Records from a data source —
= = = = =

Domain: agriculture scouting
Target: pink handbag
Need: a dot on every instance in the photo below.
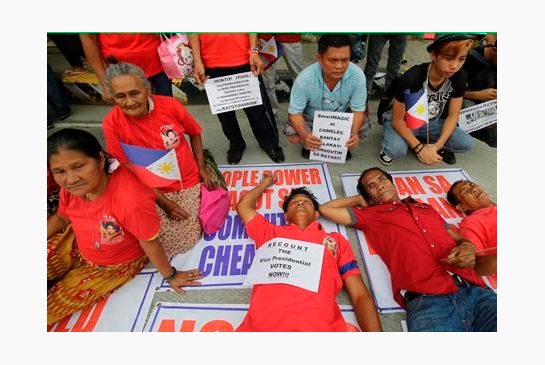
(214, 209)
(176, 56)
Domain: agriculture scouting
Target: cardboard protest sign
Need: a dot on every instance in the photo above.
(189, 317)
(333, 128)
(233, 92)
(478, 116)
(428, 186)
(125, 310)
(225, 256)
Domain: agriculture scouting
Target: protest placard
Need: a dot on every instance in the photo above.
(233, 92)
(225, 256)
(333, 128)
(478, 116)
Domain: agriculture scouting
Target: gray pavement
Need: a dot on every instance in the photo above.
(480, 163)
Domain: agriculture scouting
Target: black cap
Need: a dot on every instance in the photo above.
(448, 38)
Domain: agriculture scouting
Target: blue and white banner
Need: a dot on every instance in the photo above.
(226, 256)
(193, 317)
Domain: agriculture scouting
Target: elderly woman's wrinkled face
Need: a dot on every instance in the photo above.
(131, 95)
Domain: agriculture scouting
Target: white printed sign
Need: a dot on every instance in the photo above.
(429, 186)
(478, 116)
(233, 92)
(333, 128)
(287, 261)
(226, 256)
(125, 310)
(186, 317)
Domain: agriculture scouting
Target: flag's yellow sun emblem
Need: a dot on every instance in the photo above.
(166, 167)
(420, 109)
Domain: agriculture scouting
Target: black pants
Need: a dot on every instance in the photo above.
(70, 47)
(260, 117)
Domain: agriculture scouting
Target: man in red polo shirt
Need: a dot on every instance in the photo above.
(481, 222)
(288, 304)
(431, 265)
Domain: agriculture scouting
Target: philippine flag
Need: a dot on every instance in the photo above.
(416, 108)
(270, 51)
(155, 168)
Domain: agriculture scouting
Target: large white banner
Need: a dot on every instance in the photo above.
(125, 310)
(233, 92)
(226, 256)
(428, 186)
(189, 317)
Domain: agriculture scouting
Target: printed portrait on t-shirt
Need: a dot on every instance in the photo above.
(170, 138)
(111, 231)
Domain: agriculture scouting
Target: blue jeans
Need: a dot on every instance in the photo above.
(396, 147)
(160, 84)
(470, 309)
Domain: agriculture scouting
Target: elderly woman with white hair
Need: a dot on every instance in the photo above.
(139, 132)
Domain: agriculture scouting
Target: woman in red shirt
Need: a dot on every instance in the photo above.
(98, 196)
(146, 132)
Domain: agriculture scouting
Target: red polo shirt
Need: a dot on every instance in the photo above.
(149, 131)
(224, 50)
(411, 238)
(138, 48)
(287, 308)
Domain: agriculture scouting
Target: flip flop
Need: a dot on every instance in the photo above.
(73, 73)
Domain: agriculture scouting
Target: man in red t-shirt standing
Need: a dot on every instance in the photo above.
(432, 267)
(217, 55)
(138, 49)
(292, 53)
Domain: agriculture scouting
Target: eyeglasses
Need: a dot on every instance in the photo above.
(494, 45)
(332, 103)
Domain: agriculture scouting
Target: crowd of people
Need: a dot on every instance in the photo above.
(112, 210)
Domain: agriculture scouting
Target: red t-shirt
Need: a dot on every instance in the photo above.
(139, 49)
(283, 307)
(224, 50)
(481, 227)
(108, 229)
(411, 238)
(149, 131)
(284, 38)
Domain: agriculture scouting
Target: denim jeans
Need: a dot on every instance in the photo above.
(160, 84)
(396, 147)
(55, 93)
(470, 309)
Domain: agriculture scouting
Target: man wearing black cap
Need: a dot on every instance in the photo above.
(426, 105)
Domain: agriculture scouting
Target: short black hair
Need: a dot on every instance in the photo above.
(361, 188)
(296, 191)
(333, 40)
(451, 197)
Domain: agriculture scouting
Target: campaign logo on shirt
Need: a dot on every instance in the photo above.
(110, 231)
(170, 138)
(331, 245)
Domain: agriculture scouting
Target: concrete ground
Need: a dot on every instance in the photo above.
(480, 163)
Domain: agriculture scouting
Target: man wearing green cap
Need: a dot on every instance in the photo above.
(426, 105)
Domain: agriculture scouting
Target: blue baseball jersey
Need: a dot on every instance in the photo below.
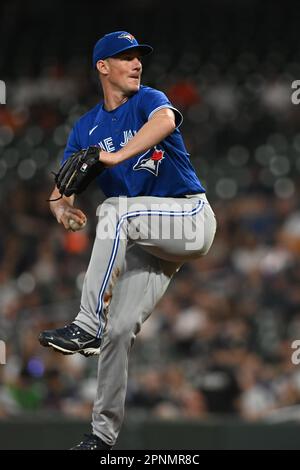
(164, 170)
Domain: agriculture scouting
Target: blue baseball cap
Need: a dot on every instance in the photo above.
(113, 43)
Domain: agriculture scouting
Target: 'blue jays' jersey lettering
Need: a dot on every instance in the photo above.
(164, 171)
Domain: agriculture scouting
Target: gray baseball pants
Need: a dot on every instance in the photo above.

= = = = =

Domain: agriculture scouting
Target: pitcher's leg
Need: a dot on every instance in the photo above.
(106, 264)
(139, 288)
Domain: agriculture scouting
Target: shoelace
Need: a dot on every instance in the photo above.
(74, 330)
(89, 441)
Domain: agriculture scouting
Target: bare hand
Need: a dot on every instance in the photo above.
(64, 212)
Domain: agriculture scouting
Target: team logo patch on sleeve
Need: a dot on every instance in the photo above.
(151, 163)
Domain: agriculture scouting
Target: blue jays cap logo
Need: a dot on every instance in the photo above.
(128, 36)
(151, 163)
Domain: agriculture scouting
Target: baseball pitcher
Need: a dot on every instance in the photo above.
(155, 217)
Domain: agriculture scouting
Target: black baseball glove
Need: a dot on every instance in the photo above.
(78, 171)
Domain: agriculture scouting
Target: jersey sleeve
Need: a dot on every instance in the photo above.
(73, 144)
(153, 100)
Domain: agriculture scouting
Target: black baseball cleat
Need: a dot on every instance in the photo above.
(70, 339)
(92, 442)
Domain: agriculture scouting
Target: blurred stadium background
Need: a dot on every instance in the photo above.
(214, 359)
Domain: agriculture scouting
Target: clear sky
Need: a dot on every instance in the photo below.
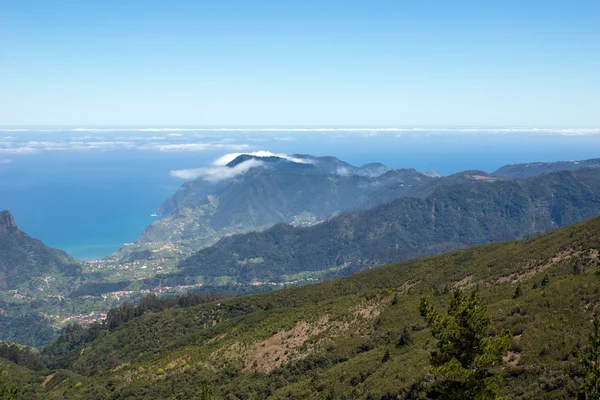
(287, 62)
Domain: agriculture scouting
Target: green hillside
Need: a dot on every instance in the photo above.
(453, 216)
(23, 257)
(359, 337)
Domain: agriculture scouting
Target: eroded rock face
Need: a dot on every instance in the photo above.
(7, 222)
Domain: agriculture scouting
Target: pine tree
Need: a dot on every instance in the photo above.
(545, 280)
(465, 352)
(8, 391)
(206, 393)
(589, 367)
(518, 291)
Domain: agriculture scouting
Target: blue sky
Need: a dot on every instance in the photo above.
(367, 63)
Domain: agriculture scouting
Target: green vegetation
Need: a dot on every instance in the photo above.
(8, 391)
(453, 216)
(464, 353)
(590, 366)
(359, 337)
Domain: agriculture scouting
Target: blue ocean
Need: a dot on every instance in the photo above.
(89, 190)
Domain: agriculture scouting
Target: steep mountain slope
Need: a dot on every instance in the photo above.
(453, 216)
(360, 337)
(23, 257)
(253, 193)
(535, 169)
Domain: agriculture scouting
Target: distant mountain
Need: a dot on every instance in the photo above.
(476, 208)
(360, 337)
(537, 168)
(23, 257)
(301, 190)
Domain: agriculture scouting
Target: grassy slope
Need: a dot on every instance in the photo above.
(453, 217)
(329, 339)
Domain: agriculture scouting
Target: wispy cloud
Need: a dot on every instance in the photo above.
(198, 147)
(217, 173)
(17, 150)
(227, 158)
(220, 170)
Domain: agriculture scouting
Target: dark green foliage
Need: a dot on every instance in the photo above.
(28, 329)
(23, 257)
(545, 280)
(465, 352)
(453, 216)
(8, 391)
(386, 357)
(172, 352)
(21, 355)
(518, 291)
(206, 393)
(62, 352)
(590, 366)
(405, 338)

= = = = =

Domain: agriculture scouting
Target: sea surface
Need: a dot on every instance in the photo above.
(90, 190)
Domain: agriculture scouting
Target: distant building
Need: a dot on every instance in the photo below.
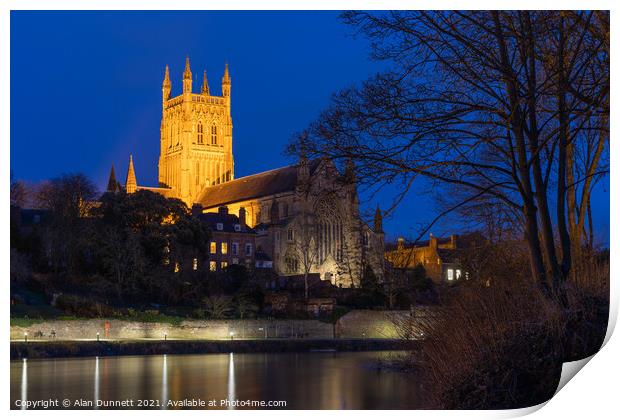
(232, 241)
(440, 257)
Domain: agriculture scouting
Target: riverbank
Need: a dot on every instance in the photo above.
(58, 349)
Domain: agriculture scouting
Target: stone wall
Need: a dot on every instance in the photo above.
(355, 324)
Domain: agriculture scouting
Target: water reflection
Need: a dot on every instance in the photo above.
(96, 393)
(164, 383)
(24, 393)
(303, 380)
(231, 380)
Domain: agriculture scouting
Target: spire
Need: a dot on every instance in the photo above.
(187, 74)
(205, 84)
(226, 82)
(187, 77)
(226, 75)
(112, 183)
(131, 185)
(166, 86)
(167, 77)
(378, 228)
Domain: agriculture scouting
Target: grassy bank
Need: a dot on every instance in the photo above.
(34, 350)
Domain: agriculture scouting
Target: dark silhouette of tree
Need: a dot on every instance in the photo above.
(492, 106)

= = = = =

Problem description — List every row above that contains the word "mountain".

Exercise response —
Target: steep mountain slope
Target: distant mountain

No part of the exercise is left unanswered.